Pick up the review of the Aurora Theatre's production of "The Soldier's Tale" below, continuing it from its final sentence.

■ Given text:
—————
Greed and corruption are currently at the center of American discontent. With occupations from Wall Street to UC Berkeley, our attitude towards wealth has become the forefront of daily political conversation. The Aurora Theatre’s latest play, “The Soldier’s Tale,” based on Igor Stravinsky’s 1918 musical work, continues this dialogue by asking the age-old question: Is it all about the Benjamins?

The story follows a traditional Faustian tale of a battle-weary soldier selling his soul, or in this case his out-of-tune fiddle, to gain hold of a magical tome that can predict the stock market (the very same transaction made by modern-day investment bankers).  Aside of the English translation in a catchy rhyming couplet scheme, the basics of the story haven’t changed since the play’s first rendition in the early 20th century.

But with a classic story, we’re brought a new face to play a soldier in the form of a four-foot tall puppet strung along by Mariel Maffre. It took both Mariel’s balletic movements of our soldier and a narration fit for a king’s speech by L. Peter Callender to give life to our papier-mache protagonist. Weak-willed and war-worn, our soldier seemed helpless as the devil pulled his strings to do his bidding, with our hero only cutting-loose to fight when his future wife’s life was at stake.
—————
■ Given records:
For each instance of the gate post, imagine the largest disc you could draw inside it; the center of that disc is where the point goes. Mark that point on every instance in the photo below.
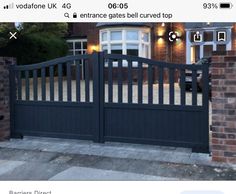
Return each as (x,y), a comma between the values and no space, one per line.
(98,88)
(6,123)
(224,107)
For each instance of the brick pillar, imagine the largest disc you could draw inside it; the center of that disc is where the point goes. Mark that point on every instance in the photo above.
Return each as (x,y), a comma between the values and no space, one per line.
(224,107)
(4,97)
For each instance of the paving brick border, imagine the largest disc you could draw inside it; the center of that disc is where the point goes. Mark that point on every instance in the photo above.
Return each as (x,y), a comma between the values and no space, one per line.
(5,62)
(224,107)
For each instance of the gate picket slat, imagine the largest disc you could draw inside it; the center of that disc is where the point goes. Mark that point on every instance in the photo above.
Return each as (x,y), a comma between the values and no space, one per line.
(171,86)
(35,84)
(150,84)
(120,92)
(182,87)
(194,87)
(51,83)
(19,85)
(87,95)
(130,84)
(27,92)
(60,83)
(68,72)
(110,81)
(140,83)
(160,85)
(78,81)
(43,79)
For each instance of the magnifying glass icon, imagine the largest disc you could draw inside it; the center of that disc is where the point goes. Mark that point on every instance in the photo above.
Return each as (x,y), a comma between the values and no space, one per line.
(66,15)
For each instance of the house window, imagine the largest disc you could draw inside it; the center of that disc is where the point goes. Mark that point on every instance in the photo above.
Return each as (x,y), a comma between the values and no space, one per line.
(77,46)
(126,41)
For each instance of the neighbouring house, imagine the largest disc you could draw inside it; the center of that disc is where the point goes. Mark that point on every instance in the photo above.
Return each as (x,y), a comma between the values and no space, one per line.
(169,42)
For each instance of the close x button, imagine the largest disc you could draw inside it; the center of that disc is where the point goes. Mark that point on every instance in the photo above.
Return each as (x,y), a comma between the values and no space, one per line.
(12,35)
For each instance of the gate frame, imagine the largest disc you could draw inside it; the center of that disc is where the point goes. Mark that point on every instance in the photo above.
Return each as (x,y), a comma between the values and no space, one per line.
(98,59)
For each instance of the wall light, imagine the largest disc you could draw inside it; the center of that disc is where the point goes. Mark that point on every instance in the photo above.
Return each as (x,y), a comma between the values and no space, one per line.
(94,48)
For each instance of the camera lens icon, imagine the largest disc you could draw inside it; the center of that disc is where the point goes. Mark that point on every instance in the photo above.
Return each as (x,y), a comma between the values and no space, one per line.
(197,37)
(173,36)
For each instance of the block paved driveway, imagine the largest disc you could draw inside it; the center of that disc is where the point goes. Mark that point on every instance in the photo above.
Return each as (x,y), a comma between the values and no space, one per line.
(59,159)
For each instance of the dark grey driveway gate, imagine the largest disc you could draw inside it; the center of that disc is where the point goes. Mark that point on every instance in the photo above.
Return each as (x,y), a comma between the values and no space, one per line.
(113,107)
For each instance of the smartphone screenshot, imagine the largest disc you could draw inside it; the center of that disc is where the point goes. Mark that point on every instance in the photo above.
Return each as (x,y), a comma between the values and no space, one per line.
(117,96)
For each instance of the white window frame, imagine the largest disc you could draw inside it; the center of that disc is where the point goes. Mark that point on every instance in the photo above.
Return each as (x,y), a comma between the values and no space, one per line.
(124,41)
(189,44)
(81,41)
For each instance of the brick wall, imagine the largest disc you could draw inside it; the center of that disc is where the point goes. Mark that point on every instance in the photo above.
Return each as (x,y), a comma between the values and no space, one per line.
(224,107)
(4,97)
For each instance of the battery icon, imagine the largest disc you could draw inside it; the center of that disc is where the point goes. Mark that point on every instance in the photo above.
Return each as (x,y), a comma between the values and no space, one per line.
(226,5)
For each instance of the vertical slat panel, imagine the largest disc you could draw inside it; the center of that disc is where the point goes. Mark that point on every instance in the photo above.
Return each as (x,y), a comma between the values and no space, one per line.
(160,85)
(194,87)
(78,77)
(43,79)
(140,83)
(110,81)
(150,84)
(130,84)
(182,87)
(19,85)
(35,84)
(68,72)
(27,89)
(120,92)
(172,86)
(86,81)
(51,83)
(60,83)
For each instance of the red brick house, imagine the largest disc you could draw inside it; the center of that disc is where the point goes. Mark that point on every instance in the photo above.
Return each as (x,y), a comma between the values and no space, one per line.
(152,40)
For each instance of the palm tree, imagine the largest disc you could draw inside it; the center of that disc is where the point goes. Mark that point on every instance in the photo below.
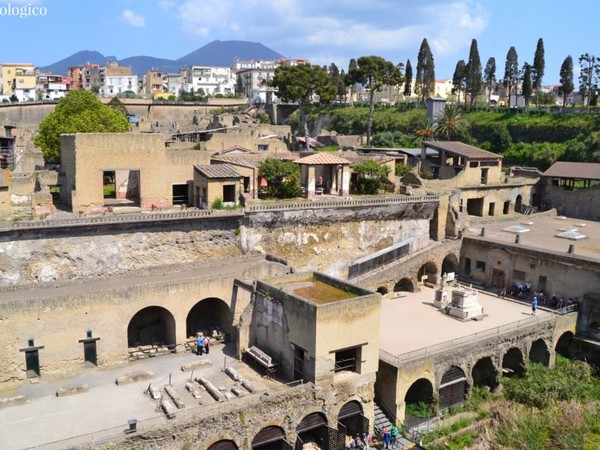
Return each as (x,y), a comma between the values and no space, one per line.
(451,124)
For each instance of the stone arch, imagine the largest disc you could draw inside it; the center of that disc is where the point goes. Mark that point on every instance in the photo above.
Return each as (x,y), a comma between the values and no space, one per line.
(313,428)
(153,325)
(566,345)
(450,263)
(518,203)
(206,315)
(271,437)
(350,418)
(224,444)
(485,373)
(429,269)
(539,352)
(512,362)
(404,285)
(382,290)
(419,393)
(453,387)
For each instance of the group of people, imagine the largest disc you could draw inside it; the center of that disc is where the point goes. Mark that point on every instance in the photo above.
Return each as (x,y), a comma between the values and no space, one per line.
(202,344)
(359,442)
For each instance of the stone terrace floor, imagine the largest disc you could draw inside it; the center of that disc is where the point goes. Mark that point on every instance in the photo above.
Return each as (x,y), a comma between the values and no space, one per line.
(410,322)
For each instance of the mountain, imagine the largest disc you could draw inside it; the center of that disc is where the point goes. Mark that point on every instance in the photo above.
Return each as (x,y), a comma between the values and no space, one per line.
(215,53)
(78,59)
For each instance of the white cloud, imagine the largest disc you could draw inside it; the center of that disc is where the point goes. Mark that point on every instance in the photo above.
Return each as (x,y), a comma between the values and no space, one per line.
(133,19)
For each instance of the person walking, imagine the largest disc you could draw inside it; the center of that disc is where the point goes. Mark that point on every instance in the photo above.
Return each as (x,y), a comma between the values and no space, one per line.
(199,344)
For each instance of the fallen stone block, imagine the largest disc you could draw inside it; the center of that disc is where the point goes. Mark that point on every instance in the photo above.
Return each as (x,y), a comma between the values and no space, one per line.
(72,390)
(196,364)
(133,377)
(169,409)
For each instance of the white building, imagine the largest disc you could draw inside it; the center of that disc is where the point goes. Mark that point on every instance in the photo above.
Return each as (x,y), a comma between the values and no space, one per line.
(213,80)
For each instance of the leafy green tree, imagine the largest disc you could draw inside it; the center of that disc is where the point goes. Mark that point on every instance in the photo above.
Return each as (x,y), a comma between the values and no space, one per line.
(78,112)
(589,78)
(473,77)
(425,78)
(489,76)
(283,177)
(451,124)
(370,175)
(511,72)
(116,104)
(566,80)
(301,84)
(408,79)
(527,87)
(539,66)
(374,72)
(458,79)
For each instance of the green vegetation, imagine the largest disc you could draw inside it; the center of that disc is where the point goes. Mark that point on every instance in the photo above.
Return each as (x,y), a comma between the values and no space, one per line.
(79,112)
(283,178)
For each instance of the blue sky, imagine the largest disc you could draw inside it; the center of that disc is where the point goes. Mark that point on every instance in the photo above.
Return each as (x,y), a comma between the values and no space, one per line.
(322,31)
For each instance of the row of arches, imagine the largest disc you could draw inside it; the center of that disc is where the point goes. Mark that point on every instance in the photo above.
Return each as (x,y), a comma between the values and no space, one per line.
(313,427)
(428,271)
(454,384)
(156,325)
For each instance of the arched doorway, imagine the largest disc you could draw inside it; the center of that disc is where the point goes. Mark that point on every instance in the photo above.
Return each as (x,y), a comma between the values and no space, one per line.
(450,264)
(270,438)
(313,428)
(382,290)
(539,353)
(484,373)
(512,363)
(453,388)
(207,315)
(153,325)
(566,346)
(518,203)
(404,285)
(224,444)
(429,270)
(419,400)
(351,420)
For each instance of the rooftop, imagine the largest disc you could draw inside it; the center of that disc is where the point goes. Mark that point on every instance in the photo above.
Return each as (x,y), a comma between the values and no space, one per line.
(460,149)
(580,171)
(543,233)
(411,323)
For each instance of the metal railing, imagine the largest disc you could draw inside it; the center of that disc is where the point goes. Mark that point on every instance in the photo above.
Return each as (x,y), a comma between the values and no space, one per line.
(470,339)
(348,203)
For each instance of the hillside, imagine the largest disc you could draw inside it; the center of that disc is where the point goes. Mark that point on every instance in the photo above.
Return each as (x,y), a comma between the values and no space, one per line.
(215,53)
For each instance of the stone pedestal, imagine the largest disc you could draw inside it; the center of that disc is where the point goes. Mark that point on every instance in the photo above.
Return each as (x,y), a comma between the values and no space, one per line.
(441,298)
(464,304)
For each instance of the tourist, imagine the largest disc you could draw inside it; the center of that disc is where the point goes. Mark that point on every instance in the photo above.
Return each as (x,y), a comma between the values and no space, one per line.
(393,434)
(199,344)
(387,439)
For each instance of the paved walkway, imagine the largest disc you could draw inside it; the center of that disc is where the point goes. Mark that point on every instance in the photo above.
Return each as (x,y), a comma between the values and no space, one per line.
(47,418)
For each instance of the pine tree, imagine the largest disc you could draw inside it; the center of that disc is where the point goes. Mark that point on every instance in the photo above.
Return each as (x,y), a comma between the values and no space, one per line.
(490,77)
(511,72)
(408,79)
(458,80)
(527,86)
(539,66)
(566,79)
(473,77)
(425,79)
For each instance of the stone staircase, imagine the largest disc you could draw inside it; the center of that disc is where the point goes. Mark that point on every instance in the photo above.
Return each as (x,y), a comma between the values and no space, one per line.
(382,422)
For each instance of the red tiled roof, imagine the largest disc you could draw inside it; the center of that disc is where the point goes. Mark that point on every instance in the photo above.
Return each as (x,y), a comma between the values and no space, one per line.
(322,158)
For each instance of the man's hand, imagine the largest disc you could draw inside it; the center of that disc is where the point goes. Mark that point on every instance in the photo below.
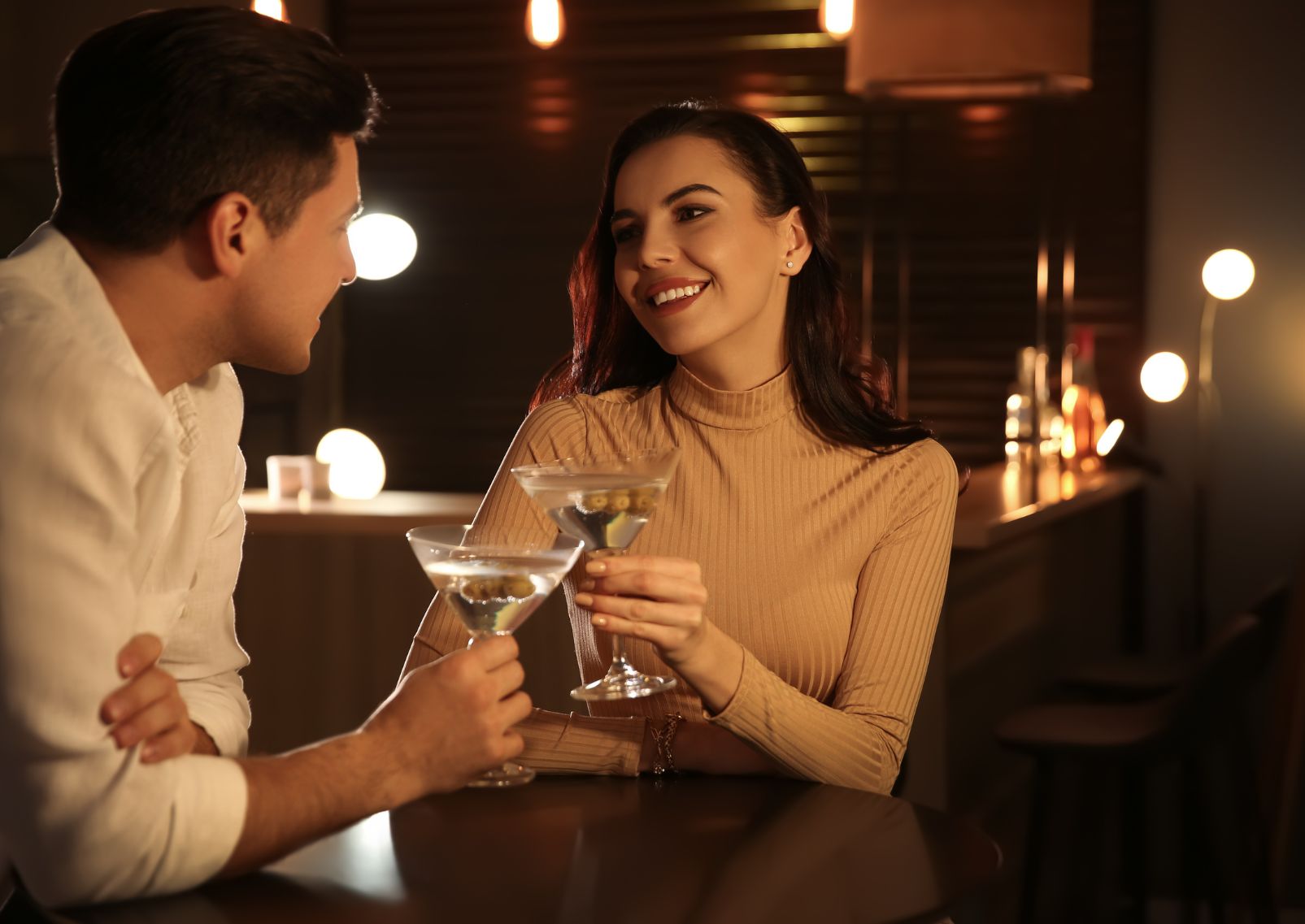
—————
■ Result:
But where the story is more easily told through sketches of a life, we lose the vitality that comes with onstage human interaction, as we never see interplay between two live actors.  Though rehashed plays need new vehicles to thrive as a unique piece of art, one that removes the humanity at the core of artistic relatability reduces our theater experience to a retelling of a tale already told.

This isn’t to detract from the performance of Mariel Maffre, whose graceful hands make for a puppet soldier whose moral ambiguity is seen in the clumsiness of his every indecisive step. Joan Mankin undergoes a spine-tingling transformation  as a devil of many faces that would lead our soldier from off his beaten path. Callender played a commanding narrator, whose words resonated off the theatre walls with an intensity that made us see the life in our hero’s frozen stare. But, as even the world renowned fictional scientist  Dr. Frankenstein learned, reanimation is no easy task.

The architecture of modern playhouses, from the Aurora to UC Berkeley’s own playhouse, seem to be moving towards a dethroning of the stage by placing at floor level, while with seating that has audience members facing each other from either side of the stage.   This arrangement removed visual focus from the spectacle of the play and creates a theatre role for all members of the audience, where their emotional response to Callender’s monologues or Maffre’s tender balet solo were just as important as the performance itself.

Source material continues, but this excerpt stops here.